Items listed in a dataset
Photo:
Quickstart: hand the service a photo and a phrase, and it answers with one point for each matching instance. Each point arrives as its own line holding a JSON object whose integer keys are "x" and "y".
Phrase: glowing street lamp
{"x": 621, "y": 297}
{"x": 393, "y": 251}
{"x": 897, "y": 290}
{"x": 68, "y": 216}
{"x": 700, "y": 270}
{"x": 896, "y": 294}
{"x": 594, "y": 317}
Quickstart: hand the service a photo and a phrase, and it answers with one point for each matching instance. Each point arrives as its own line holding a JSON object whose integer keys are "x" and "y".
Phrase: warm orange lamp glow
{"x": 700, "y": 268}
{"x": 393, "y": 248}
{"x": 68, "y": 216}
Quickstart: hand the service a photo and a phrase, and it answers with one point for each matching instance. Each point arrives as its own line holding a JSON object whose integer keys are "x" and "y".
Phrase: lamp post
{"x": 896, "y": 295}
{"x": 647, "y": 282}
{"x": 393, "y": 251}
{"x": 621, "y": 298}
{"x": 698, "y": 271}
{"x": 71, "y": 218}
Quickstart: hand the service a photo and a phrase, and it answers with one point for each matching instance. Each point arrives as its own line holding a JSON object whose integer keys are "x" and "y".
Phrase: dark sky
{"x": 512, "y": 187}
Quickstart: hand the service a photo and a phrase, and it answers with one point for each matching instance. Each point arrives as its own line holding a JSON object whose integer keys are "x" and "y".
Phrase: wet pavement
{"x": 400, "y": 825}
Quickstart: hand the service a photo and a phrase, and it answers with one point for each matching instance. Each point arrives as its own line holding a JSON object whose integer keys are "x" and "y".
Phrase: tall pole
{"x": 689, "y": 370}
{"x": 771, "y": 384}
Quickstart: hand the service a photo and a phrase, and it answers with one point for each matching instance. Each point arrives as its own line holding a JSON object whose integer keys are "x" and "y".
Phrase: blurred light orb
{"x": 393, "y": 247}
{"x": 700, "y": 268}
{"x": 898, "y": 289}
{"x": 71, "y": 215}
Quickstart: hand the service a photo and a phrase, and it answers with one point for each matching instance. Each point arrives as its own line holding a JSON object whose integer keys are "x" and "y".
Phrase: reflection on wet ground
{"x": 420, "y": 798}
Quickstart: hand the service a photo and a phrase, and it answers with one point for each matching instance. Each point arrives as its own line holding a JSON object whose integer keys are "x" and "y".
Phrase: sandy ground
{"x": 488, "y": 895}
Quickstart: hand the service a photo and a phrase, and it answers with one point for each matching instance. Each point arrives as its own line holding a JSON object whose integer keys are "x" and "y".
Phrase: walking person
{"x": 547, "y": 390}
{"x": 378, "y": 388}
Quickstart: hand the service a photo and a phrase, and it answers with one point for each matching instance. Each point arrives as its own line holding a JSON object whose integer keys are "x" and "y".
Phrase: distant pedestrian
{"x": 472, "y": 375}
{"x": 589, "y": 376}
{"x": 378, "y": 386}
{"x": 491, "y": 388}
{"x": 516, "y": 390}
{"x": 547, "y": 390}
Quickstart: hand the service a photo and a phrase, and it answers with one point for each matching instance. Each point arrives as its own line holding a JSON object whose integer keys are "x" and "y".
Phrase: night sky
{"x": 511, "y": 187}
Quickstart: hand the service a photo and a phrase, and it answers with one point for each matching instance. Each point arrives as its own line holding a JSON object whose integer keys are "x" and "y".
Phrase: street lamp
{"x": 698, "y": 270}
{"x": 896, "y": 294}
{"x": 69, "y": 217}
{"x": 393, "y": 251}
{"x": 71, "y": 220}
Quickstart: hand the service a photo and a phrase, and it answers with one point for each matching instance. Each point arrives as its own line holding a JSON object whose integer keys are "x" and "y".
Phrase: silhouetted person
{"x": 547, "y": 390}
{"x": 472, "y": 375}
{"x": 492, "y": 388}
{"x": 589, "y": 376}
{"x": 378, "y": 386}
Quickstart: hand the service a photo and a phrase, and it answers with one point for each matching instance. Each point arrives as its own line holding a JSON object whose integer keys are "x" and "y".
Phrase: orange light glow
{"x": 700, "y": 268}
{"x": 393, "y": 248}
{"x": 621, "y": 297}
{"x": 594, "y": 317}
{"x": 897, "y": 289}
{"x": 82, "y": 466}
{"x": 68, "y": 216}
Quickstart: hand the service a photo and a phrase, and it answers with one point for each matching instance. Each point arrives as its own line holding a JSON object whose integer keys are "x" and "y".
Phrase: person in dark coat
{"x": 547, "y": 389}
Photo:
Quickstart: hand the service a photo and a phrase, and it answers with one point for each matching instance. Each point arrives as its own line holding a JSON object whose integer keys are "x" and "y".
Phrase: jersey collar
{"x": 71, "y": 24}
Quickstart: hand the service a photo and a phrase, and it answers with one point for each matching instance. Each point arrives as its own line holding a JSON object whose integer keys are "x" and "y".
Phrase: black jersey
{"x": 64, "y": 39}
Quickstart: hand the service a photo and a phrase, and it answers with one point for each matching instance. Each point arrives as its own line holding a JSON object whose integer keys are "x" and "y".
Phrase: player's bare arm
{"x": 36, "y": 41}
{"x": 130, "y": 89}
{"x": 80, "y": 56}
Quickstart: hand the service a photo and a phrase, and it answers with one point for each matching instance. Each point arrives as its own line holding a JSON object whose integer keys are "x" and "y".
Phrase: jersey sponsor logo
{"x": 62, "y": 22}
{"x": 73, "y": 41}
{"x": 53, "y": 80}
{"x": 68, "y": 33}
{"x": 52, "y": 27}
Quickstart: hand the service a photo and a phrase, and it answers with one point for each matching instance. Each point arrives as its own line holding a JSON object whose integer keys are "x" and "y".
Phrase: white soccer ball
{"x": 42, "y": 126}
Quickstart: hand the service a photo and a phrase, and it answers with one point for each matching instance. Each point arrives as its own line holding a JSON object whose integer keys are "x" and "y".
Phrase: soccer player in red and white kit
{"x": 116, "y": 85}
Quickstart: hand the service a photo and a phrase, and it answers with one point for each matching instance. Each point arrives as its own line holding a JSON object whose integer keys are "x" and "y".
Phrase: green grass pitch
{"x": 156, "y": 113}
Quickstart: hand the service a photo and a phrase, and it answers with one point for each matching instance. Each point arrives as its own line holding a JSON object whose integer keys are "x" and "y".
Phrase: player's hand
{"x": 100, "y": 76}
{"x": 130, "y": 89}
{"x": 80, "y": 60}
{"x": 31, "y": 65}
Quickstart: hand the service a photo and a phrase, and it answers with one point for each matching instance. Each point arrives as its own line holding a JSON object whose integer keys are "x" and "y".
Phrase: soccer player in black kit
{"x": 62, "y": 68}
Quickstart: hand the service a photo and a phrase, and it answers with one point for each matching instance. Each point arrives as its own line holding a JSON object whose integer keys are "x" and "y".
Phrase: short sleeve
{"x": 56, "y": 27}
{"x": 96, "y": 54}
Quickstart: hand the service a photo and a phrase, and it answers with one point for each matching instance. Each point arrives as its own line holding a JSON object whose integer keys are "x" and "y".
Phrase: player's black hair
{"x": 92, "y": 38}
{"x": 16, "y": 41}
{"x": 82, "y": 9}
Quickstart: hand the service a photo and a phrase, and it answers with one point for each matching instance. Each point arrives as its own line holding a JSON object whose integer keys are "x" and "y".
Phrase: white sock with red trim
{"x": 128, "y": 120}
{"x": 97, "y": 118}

▶ [Work task] Restate every line of the data above exactly as it was written.

▶ [Result of this task]
Photo:
Quickstart: hand the service a photo and a phrase, and it answers with one point for each matching instance. Each point arrives as its own line holding a JSON object whose integer keys are "x" and "y".
Phrase: glowing street lamp
{"x": 621, "y": 297}
{"x": 393, "y": 251}
{"x": 897, "y": 290}
{"x": 68, "y": 216}
{"x": 700, "y": 270}
{"x": 896, "y": 294}
{"x": 594, "y": 317}
Quickstart: hand the service a photo and a phrase, and it answers with one point for each matching instance. Each point arrives as its own line holding a JSON object whose integer keys are "x" and "y".
Phrase: warm orange lamp glow
{"x": 700, "y": 268}
{"x": 393, "y": 248}
{"x": 68, "y": 216}
Quickstart: hand the service a photo and a phrase, and it answers with one point for each matching instance. Each point arrives as its own line holding a JSON object whose integer keys are "x" and "y".
Phrase: lamp post
{"x": 896, "y": 295}
{"x": 647, "y": 282}
{"x": 393, "y": 251}
{"x": 621, "y": 298}
{"x": 698, "y": 271}
{"x": 71, "y": 218}
Quickstart: hand the service a photo and a phrase, and it answers with one point for each matching instance. Each point arrives as its own line holding a JSON object whose integer keys are "x" and "y".
Phrase: dark sky
{"x": 512, "y": 187}
Quickstart: hand the service a photo and a phrase, and it answers with one point for each matching instance. Each point arrives as its own line holding a JSON object whose integer keys are "x" and "y".
Phrase: wet pavement
{"x": 400, "y": 825}
Quickstart: hand the service a photo and a phrase, and it answers with one point for each matching instance. Each point arrives as its own line holding a JSON object whose integer keys are "x" and "y".
Phrase: tall pole
{"x": 689, "y": 370}
{"x": 771, "y": 384}
Quickstart: hand the service a photo and a phrase, and it answers with one point for each matching instance. Each point arrives as its own line holding a JSON object whose integer keys are "x" and "y".
Phrase: blurred light orb
{"x": 393, "y": 247}
{"x": 700, "y": 268}
{"x": 898, "y": 289}
{"x": 71, "y": 215}
Quickstart: hand the service a photo and a phrase, and it answers with one point for each matching instance. Each point arrives as its own line holding a JSON object whose integer keys are "x" and "y".
Phrase: reflection on wet ground
{"x": 420, "y": 798}
Quickstart: hand the service a photo and a phrase, and it answers with one point for each matching instance. Each point arrives as its own line holding a JSON object whose integer keys are "x" and "y".
Phrase: sandy ground
{"x": 488, "y": 895}
Quickstart: hand the service a photo and a phrase, and it answers with one point for each matching instance. Each point arrives as its own line holding a JSON object whose integer keys are "x" and "y".
Phrase: walking person
{"x": 547, "y": 390}
{"x": 378, "y": 388}
Quickstart: hand the service a photo and a phrase, and it answers with one point for each matching instance. Each point arrives as its own line holding a JSON object whose integer keys are "x" and "y".
Phrase: distant pedestrian
{"x": 472, "y": 375}
{"x": 589, "y": 376}
{"x": 378, "y": 386}
{"x": 491, "y": 388}
{"x": 516, "y": 390}
{"x": 547, "y": 390}
Quickstart: hand the service a photo and a phrase, and it answers with one point for each matching instance. Each point arrives as its own line holding a JSON object whose integer keys are "x" and "y".
Phrase: night sky
{"x": 511, "y": 187}
Quickstart: hand the service a photo and a phrase, and it answers with one point for each matching instance. Each point arrives as its own line holding a JSON object whose integer keys are "x" and "y".
Phrase: street lamp
{"x": 698, "y": 270}
{"x": 896, "y": 294}
{"x": 69, "y": 217}
{"x": 393, "y": 251}
{"x": 71, "y": 220}
Quickstart: hand the service a photo and a phrase, and it answers with one point for each matching instance. Each point arrives as its own line holding a JSON object whose integer keys are "x" and "y".
Phrase: silhouetted person
{"x": 547, "y": 390}
{"x": 472, "y": 375}
{"x": 492, "y": 388}
{"x": 589, "y": 376}
{"x": 378, "y": 386}
Quickstart: hand the service a photo and a phrase, and it answers with one point for each matching instance. Each point arrives as its own line holding a JSON object whose integer keys are "x" and "y".
Phrase: orange light glow
{"x": 700, "y": 268}
{"x": 393, "y": 248}
{"x": 621, "y": 297}
{"x": 594, "y": 317}
{"x": 897, "y": 289}
{"x": 82, "y": 466}
{"x": 68, "y": 216}
Quickstart: hand the service a photo and a phrase, and it answers with one point for each matching instance. Each point arrives as its own line holding a JSON object whose integer keys are "x" and "y".
Phrase: person in dark coat
{"x": 547, "y": 389}
Photo:
Quickstart: hand the service a photo and a phrase, and it answers with one point for each matching instance. Each point arrives as its own line holding a JSON object whose integer keys are "x" and "y".
Phrase: jersey collar
{"x": 71, "y": 24}
Quickstart: hand the service a photo and a phrase, and it answers with one point for each matching instance. Each point arrives as its own line holding a JSON object whose integer keys are "x" and "y".
Phrase: black jersey
{"x": 64, "y": 39}
Quickstart: hand the service a photo and a phrase, and it answers with one point for each matching instance. Each point arrives as its own line holding a JSON object whose integer keys are "x" and "y".
Phrase: player's bare arm
{"x": 36, "y": 41}
{"x": 130, "y": 89}
{"x": 80, "y": 56}
Quickstart: hand the service a photo and a phrase, and it answers with one point for each matching instance. Each point arrives as its own line holding a JSON object whose integer keys are "x" and "y".
Phrase: jersey sponsor logo
{"x": 62, "y": 22}
{"x": 73, "y": 41}
{"x": 53, "y": 80}
{"x": 68, "y": 33}
{"x": 52, "y": 27}
Quickstart: hand the service a photo and a phrase, and it answers with one point for each matching instance. Each point arrives as its own line holding a JSON object whose integer keys are "x" and "y".
Phrase: white soccer ball
{"x": 42, "y": 126}
Quickstart: hand the service a photo and a phrase, and it answers with one point for each matching instance. Each point arrives as its own line holding a JSON object whose integer keys are "x" and "y".
Phrase: soccer player in red and white kit
{"x": 116, "y": 85}
Quickstart: hand the service a photo and a phrase, and it answers with one point for each matching instance. Each point arrives as its own line holding a JSON object whose integer keys are "x" and "y".
Phrase: green grass pitch
{"x": 156, "y": 113}
Quickstart: hand the service a photo and a phrase, and it answers with one point for each matching instance. Each point arrives as its own line holding a JSON object whose integer keys are "x" and "y".
Phrase: player's hand
{"x": 100, "y": 76}
{"x": 130, "y": 89}
{"x": 80, "y": 60}
{"x": 31, "y": 65}
Quickstart: hand the service a photo and a phrase, and it answers with one point for each matching instance. Each point arrives as its own line holding a JSON object whose integer keys are "x" and "y".
Phrase: soccer player in black kit
{"x": 62, "y": 68}
Quickstart: hand the service a photo and a phrase, and it answers with one point for each matching instance. Each point arrives as its own line holding a JSON object whose integer keys are "x" and "y".
Phrase: short sleeve
{"x": 56, "y": 27}
{"x": 96, "y": 54}
Quickstart: hand the service a photo and a phrase, and it answers with one point for each matching instance. Each point arrives as its own line holding a JSON object whose integer keys are "x" and "y".
Phrase: player's black hair
{"x": 92, "y": 38}
{"x": 16, "y": 41}
{"x": 82, "y": 9}
Quickstart: hand the service a photo and a phrase, and it answers with one point for each matching instance. Each point arrives as its own line holding a JSON object whose integer keys are "x" and "y".
Phrase: white sock with red trim
{"x": 128, "y": 120}
{"x": 97, "y": 118}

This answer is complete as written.